Bounding-box records
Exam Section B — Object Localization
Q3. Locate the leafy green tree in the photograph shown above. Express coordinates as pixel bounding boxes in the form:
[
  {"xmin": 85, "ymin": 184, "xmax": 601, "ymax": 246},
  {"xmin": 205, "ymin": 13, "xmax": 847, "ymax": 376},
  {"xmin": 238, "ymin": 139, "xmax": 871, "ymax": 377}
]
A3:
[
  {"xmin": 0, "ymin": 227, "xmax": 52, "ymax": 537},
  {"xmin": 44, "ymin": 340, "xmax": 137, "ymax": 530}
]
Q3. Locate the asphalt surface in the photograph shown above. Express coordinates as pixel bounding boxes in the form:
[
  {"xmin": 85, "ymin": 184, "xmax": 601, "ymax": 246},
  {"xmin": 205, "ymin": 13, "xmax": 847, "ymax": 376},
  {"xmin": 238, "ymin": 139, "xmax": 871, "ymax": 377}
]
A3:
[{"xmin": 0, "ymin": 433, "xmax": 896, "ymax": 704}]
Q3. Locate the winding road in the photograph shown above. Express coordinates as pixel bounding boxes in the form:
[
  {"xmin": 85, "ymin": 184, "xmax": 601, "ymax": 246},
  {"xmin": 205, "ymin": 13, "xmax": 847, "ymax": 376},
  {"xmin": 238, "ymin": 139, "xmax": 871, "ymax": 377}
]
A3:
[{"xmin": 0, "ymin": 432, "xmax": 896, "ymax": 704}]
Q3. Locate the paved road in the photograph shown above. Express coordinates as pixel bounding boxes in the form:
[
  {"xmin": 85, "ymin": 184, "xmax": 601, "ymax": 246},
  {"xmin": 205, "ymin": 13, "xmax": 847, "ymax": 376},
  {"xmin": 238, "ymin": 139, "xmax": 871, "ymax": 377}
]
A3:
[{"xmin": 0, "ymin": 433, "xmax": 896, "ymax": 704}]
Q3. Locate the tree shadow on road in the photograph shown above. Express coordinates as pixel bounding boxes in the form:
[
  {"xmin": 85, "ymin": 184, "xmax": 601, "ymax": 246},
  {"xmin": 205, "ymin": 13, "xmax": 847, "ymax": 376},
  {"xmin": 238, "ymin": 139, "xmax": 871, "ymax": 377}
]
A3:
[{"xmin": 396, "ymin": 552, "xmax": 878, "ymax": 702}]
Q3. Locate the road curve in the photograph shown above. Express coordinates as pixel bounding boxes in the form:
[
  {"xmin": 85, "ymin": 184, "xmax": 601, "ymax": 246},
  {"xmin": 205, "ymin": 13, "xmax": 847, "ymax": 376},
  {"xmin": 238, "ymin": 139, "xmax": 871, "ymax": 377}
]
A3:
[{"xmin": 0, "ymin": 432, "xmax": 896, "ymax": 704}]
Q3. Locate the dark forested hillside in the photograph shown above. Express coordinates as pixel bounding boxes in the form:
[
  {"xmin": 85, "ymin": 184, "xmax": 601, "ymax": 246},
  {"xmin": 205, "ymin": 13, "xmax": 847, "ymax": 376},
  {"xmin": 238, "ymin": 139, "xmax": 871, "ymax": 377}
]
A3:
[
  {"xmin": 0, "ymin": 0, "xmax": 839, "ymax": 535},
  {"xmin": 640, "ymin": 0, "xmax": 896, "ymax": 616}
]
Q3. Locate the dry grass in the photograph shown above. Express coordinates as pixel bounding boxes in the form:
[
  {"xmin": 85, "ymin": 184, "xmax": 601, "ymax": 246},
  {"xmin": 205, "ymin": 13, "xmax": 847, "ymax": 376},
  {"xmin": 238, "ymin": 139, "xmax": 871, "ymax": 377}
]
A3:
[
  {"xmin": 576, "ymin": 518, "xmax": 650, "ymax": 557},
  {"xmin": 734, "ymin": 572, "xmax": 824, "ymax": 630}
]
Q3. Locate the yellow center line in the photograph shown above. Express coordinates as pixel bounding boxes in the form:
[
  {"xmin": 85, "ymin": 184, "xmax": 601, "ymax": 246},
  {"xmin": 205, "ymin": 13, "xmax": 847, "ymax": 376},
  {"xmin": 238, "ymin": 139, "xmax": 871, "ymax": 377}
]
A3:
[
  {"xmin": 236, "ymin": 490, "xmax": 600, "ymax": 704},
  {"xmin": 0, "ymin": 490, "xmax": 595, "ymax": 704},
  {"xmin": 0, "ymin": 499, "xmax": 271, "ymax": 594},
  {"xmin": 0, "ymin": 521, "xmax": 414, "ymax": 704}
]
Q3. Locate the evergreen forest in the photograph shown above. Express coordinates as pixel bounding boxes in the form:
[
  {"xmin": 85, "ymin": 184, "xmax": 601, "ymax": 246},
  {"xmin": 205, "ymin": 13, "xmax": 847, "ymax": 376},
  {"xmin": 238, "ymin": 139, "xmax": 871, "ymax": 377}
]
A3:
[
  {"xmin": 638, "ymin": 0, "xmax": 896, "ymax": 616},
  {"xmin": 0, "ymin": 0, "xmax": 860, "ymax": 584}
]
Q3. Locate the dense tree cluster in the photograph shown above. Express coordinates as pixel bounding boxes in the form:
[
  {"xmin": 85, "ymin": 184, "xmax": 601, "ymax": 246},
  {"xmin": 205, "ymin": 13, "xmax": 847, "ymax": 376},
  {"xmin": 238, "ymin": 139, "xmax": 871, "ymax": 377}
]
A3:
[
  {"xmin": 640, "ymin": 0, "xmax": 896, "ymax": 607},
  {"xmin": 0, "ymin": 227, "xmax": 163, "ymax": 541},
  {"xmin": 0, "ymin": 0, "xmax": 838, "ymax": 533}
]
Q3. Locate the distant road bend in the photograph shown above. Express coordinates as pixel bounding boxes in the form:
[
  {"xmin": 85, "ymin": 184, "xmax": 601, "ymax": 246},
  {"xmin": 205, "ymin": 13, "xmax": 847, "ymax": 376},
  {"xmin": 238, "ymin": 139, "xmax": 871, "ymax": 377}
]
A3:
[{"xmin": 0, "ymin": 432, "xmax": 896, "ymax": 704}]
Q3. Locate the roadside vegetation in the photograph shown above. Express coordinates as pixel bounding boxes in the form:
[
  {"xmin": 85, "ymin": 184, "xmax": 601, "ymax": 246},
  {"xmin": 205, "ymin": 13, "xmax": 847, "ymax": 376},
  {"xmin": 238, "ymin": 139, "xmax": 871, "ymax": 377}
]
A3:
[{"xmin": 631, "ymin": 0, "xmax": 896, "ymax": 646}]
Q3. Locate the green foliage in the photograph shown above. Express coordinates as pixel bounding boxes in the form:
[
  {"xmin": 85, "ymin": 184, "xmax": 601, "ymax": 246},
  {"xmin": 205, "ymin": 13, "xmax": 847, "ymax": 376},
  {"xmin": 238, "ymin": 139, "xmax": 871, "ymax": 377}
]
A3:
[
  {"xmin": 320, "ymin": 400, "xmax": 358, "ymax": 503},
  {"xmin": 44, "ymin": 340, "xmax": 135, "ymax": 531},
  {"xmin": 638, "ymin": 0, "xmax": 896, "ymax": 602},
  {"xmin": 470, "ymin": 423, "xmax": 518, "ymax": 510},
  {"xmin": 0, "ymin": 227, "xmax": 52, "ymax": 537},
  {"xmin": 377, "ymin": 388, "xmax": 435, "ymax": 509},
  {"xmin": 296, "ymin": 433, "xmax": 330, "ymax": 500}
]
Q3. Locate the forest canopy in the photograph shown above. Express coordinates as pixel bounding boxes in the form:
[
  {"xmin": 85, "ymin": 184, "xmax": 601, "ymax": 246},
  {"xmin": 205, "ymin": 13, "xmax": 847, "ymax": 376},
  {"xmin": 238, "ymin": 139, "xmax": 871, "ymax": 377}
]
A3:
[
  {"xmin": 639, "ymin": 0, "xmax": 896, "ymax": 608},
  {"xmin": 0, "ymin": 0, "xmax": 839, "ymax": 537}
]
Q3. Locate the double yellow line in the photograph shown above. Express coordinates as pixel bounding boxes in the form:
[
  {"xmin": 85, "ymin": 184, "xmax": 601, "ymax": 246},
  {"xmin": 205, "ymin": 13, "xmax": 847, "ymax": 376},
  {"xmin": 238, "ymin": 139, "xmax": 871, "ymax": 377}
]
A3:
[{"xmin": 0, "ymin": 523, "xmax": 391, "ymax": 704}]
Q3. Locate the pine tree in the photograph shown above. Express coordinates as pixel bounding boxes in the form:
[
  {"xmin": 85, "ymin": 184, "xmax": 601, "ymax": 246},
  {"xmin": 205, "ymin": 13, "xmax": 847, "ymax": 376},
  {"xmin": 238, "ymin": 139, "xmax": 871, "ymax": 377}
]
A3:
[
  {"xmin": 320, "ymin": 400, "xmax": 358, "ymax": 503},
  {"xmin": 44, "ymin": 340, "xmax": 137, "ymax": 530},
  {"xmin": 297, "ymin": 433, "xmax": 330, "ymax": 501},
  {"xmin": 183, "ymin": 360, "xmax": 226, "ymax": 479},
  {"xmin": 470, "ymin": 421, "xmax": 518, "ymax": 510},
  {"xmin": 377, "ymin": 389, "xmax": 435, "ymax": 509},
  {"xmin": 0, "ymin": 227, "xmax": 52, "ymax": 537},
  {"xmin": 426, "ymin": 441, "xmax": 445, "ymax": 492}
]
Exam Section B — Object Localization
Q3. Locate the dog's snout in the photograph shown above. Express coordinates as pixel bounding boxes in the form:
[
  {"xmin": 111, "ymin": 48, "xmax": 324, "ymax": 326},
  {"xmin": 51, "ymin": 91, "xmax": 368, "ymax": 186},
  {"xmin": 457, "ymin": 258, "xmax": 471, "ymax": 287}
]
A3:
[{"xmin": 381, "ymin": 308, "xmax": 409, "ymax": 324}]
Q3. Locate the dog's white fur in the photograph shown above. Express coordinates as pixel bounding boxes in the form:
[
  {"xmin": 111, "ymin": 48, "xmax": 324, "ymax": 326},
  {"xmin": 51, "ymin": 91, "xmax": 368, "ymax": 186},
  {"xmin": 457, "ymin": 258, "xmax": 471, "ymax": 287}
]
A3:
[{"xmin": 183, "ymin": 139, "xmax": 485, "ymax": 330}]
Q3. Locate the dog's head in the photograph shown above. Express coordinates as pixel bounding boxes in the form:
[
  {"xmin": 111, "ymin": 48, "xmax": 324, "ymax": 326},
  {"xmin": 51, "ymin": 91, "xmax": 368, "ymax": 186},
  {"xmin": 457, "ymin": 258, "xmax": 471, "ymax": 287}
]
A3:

THE PROBLEM:
Select every line of the rows above that contains the word "tree", and copy each one. Case counts.

WRITTEN ANSWER:
Q3. Locate the leafy green tree in the photograph shown above. Express coordinates as pixel bounding boxes in the form:
Q3. Locate the tree shadow on road in the photograph shown above. Express coordinates as pixel bounding boxes in the form:
Q3. Locate the dense tree cluster in the photograph shown above. Express coordinates as pixel bounding boxes in the form:
Q3. Locate the pine tree in the photograph shown above. Express coordinates as pixel bounding boxes in the form:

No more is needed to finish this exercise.